→ Exercise task A
Set down the part of the merge sort post from "(* Merge sort" to "to (count theList)", keeping every word and mark as given.
→ Exercise task B
Name every distinct year that appears in the merge sort post.
→ Exercise task C
Carry on the merge sort post from its last line.

→ Page excerpt
--

Two FULLY in-place merge sorts

Nigel_Garvey · August 21, 2015, 11:13pm

One of the “disadvantages” often quoted for merge sorts is that they use a lot of memory. This is because they’re usually implemented recursively and because each recursion step involves the creation of an additional list into which (or from which) that particular merge is done.

But iterative merge sorts are very obvious and simple to implement and, since they perform all the merges of a particular size in the same pass, they can use just one additional list for an entire sort, merging back and forth between it and the original. (See this, for example.)

Here though, just for the hell of it, are two merge sorts which use no additional lists at all. Obviously the problem to be solved has been what to do with values currently sitting in slots where other values have to be inserted during the merge.

The first script uses the simple expedient of right-shifting all the “left” values between a “right” value and its target slot. In this respect, it resembles an insertion sort, but it has merge sort’s binary structure and comparison regime and is slightly faster than an insertion sort. (Faster than my own insertion sort, that is, and given an initially chaotic list).


(* Merge sort
Merge sort algorithm: John von Neumann, 1945.
AppleScript implementation: Nigel Garvey, 2007. Iterative version without auxiliary list: 2015.

Parameters: (list, range index 1, range index 2)
*)

on sort(theList, l, r)
	script o
		property lst : theList
	end script
	
	-- Process the input parmeters.
	set listLen to (count theList)
	if (listLen < 2) then return
	-- Negative and/or transposed range indices.
	if (l < 0) then set l to listLen + l + 1
	if (r < 0) then set r to listLen + r + 1
	if (l > r) then set {l, r} to {r, l}
	
	-- The sort.

--

→ Information provided
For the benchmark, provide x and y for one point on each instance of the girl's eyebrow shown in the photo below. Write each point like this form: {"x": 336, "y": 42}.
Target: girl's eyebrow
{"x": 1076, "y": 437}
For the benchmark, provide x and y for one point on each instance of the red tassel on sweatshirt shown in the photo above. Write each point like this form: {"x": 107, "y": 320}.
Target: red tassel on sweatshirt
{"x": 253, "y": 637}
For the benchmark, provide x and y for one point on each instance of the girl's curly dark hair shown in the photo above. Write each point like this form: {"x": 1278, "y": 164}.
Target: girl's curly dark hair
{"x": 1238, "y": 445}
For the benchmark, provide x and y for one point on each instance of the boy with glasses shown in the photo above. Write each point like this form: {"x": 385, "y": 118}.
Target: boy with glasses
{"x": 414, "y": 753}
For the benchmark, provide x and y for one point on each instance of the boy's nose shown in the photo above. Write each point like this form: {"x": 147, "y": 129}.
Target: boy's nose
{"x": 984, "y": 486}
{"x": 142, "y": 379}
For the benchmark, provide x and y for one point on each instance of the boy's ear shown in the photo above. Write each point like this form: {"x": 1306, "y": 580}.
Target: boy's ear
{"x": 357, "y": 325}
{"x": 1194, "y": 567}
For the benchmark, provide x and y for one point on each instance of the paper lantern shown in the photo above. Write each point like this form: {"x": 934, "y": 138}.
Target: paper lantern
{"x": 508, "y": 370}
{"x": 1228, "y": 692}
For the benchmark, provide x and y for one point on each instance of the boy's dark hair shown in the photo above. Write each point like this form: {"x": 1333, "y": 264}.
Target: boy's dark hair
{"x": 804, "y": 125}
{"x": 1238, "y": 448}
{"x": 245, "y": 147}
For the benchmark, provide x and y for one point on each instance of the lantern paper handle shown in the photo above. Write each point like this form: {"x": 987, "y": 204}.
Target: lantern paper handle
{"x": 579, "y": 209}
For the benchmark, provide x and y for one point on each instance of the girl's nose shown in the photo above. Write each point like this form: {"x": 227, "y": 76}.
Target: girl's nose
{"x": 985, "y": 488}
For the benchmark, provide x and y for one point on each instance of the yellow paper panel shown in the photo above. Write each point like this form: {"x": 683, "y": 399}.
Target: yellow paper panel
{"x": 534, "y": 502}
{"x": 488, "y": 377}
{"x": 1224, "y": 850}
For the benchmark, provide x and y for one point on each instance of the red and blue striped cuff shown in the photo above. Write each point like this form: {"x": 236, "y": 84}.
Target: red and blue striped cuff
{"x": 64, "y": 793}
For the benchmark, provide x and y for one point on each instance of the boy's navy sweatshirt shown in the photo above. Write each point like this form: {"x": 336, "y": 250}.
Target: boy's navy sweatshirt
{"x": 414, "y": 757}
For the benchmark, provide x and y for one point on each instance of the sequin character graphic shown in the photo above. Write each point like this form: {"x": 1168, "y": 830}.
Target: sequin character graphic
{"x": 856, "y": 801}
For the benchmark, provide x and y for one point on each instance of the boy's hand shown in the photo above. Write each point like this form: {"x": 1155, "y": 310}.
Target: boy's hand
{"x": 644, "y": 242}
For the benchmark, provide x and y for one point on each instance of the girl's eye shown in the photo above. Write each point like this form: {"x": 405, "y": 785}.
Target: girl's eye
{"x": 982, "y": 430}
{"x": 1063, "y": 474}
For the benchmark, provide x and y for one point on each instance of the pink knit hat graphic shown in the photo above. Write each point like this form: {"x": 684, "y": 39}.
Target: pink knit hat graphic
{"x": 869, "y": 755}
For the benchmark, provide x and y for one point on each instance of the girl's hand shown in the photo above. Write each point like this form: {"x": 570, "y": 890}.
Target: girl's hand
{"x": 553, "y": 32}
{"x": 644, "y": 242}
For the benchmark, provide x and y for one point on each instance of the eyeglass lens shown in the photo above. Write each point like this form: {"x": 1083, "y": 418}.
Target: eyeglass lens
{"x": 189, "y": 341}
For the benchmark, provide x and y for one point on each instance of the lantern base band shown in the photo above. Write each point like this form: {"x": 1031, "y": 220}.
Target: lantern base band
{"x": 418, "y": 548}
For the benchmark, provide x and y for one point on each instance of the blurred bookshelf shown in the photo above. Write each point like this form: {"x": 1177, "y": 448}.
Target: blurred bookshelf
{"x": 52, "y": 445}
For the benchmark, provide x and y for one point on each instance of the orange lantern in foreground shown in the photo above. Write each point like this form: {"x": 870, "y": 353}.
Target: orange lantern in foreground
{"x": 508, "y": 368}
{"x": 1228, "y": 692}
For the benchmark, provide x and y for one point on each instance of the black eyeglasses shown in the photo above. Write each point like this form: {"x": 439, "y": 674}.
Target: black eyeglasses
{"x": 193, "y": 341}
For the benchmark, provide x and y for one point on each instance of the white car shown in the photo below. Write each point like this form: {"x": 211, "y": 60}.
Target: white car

--

→ Task output A
(* Merge sort
Merge sort algorithm: John von Neumann, 1945.
AppleScript implementation: Nigel Garvey, 2007. Iterative version without auxiliary list: 2015.

Parameters: (list, range index 1, range index 2)
*)

on sort(theList, l, r)
	script o
		property lst : theList
	end script
	
	-- Process the input parmeters.
	set listLen to (count theList)

→ Task output B
1945, 2007, 2015

→ Task output C
	set sortRangeLen to r - l + 1
	set mergeSize to 1
	-- Repeat with the merge size doubling on each pass.
	repeat while (mergeSize < sortRangeLen)
		set leftLen to mergeSize
		set mergeSize to mergeSize * 2
		-- Iterate through the sort range's merge divisions. Odd items at the end are a division if there are enough for a full "left" component and at least one "right" item.
		repeat with leftL from l to (r - leftLen) by mergeSize
			-- Initialise tracking indices for this division's "left" and "right" components and an end index for the right.
			set i to leftL
			set j to i + leftLen
			set rightR to leftL + mergeSize - 1
			if (rightR > r) then set rightR to r
			
			set lv to item i of o's lst
			-- Repeat until the right index reaches the end of the right items.
			repeat with j from j to rightR
				set rv to item j of o's lst
				-- Advance through the left values until either the left index catches up with the right or a left value is found which is greater than the current right value.
				repeat until ((i = j) or (lv > rv))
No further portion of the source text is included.